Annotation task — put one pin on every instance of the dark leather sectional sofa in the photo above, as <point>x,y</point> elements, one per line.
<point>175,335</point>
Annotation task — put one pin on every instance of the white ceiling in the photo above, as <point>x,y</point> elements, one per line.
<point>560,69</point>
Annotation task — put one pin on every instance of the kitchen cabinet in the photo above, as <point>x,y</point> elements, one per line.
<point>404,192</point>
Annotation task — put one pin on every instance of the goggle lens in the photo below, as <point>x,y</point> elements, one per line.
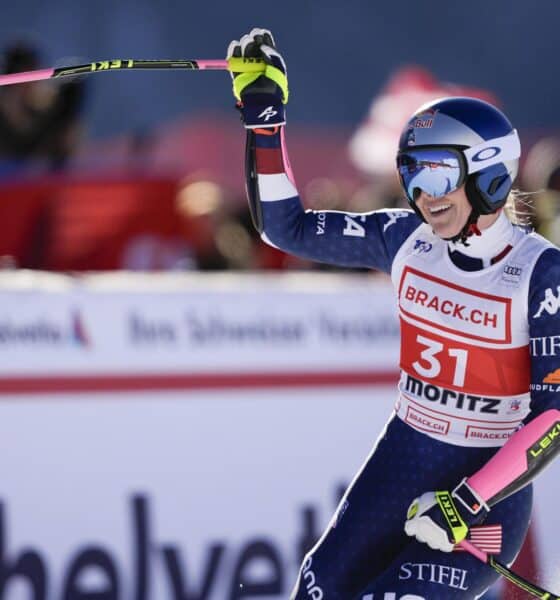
<point>436,171</point>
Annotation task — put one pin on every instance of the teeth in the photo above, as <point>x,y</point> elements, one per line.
<point>436,209</point>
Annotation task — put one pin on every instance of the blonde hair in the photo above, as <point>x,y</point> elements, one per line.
<point>520,209</point>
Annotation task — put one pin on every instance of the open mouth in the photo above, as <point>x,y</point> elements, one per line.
<point>439,210</point>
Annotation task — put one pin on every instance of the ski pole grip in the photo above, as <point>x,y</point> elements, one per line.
<point>246,65</point>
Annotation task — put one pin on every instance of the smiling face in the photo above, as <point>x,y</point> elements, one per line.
<point>448,214</point>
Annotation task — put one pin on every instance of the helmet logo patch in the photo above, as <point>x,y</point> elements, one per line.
<point>424,120</point>
<point>486,153</point>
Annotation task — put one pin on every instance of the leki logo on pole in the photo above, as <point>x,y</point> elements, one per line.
<point>268,113</point>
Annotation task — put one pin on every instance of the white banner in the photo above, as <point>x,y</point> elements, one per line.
<point>174,437</point>
<point>195,324</point>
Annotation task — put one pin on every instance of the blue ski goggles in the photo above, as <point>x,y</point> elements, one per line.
<point>436,171</point>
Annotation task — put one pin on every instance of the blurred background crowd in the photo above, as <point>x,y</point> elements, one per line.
<point>115,171</point>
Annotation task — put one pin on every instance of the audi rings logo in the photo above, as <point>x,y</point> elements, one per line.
<point>486,153</point>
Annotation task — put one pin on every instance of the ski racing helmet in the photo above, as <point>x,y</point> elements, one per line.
<point>454,141</point>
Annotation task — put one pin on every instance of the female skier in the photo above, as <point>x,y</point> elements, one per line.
<point>477,414</point>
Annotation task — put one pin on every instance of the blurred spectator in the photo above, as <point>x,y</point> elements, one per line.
<point>541,177</point>
<point>373,146</point>
<point>39,121</point>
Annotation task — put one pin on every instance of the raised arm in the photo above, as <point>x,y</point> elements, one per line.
<point>347,239</point>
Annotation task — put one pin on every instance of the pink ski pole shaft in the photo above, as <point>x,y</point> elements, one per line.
<point>504,571</point>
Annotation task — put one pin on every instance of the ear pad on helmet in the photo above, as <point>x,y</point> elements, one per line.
<point>488,189</point>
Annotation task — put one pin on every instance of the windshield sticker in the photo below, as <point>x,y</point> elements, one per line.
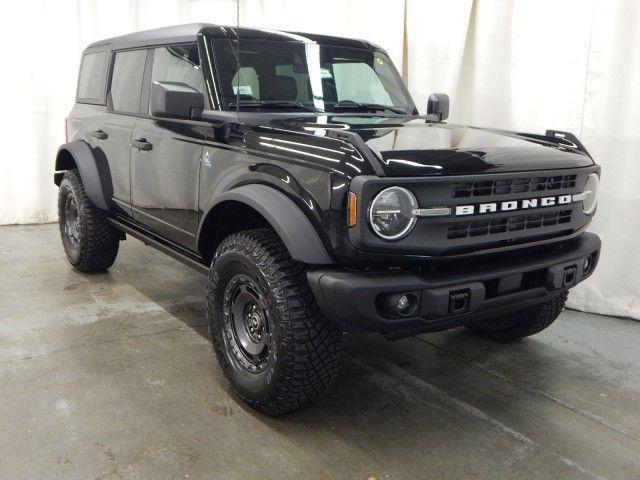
<point>242,90</point>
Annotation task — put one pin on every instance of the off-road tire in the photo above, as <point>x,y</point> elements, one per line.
<point>97,244</point>
<point>303,357</point>
<point>520,324</point>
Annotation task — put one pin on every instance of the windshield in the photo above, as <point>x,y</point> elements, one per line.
<point>287,75</point>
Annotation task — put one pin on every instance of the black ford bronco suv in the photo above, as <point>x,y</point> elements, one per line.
<point>295,171</point>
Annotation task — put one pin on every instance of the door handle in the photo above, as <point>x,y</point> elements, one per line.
<point>141,144</point>
<point>99,134</point>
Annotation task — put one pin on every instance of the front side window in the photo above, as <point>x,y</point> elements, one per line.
<point>178,63</point>
<point>308,75</point>
<point>92,76</point>
<point>126,81</point>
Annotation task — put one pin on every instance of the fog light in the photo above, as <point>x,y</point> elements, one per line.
<point>587,265</point>
<point>404,304</point>
<point>398,304</point>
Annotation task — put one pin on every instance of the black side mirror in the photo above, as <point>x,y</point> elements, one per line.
<point>438,105</point>
<point>175,99</point>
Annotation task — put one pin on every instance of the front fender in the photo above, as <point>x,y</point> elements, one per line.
<point>93,168</point>
<point>284,216</point>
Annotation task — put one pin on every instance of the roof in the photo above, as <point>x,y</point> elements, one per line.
<point>189,32</point>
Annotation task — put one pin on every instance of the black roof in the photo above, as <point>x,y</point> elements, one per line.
<point>189,32</point>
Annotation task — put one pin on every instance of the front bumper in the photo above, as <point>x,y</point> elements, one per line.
<point>452,295</point>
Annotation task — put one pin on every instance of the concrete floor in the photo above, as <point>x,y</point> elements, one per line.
<point>112,376</point>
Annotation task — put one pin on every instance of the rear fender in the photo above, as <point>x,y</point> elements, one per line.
<point>93,167</point>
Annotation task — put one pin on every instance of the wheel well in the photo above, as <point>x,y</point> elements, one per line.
<point>64,161</point>
<point>223,220</point>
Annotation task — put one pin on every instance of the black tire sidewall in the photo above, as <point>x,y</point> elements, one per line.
<point>252,386</point>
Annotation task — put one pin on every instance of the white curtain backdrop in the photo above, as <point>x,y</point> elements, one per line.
<point>563,64</point>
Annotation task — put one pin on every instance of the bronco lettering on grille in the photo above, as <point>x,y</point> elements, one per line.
<point>512,205</point>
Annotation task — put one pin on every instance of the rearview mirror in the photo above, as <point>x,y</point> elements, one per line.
<point>175,99</point>
<point>438,105</point>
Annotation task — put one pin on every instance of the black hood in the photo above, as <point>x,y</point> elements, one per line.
<point>415,147</point>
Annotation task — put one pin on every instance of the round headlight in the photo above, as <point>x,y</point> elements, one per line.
<point>590,194</point>
<point>391,213</point>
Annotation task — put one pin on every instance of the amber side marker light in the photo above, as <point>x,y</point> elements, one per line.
<point>352,210</point>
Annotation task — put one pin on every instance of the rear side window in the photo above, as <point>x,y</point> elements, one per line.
<point>126,81</point>
<point>92,77</point>
<point>178,63</point>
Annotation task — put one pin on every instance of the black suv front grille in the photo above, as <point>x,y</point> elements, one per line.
<point>477,228</point>
<point>512,185</point>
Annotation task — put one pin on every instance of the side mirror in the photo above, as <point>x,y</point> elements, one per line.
<point>175,99</point>
<point>438,105</point>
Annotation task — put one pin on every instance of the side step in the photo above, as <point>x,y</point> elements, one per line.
<point>164,246</point>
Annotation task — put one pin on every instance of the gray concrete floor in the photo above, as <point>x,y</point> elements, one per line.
<point>112,376</point>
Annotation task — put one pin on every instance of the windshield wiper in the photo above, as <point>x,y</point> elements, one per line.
<point>273,104</point>
<point>351,105</point>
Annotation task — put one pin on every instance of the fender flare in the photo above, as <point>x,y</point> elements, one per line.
<point>94,171</point>
<point>294,228</point>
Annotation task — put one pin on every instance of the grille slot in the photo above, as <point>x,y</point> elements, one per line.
<point>512,223</point>
<point>512,185</point>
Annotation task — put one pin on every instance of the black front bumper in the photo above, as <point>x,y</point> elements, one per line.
<point>454,294</point>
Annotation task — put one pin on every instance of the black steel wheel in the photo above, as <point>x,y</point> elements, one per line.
<point>89,240</point>
<point>246,323</point>
<point>272,342</point>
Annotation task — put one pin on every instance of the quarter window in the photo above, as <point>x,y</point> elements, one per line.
<point>92,77</point>
<point>126,82</point>
<point>178,63</point>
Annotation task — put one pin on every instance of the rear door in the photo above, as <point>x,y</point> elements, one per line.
<point>166,152</point>
<point>115,127</point>
<point>108,128</point>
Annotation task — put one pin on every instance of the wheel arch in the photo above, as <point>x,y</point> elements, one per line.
<point>93,167</point>
<point>254,206</point>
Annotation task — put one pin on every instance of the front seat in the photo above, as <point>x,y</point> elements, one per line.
<point>282,87</point>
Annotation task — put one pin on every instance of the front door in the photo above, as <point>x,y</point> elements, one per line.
<point>166,154</point>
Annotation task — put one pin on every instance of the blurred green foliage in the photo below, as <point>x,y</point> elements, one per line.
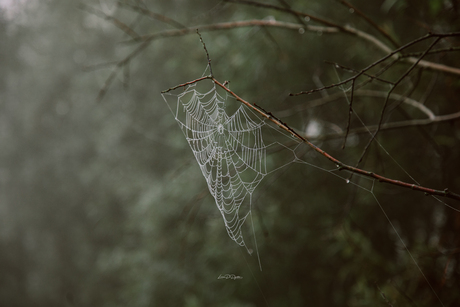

┄┄┄┄┄┄┄┄┄┄┄┄┄┄┄┄┄┄┄┄

Return verbatim the lines of the listing starting at the line that contains "of the audi" and stopping after the line that contains "<point>454,141</point>".

Annotation task — put one pin on every instance of the audi rings logo in the photo above, as <point>x,y</point> elements, one per line.
<point>486,153</point>
Annotation task — put one pin on every instance of the ski racing helmet in the photo above, as <point>x,y</point> elements, one per line.
<point>454,141</point>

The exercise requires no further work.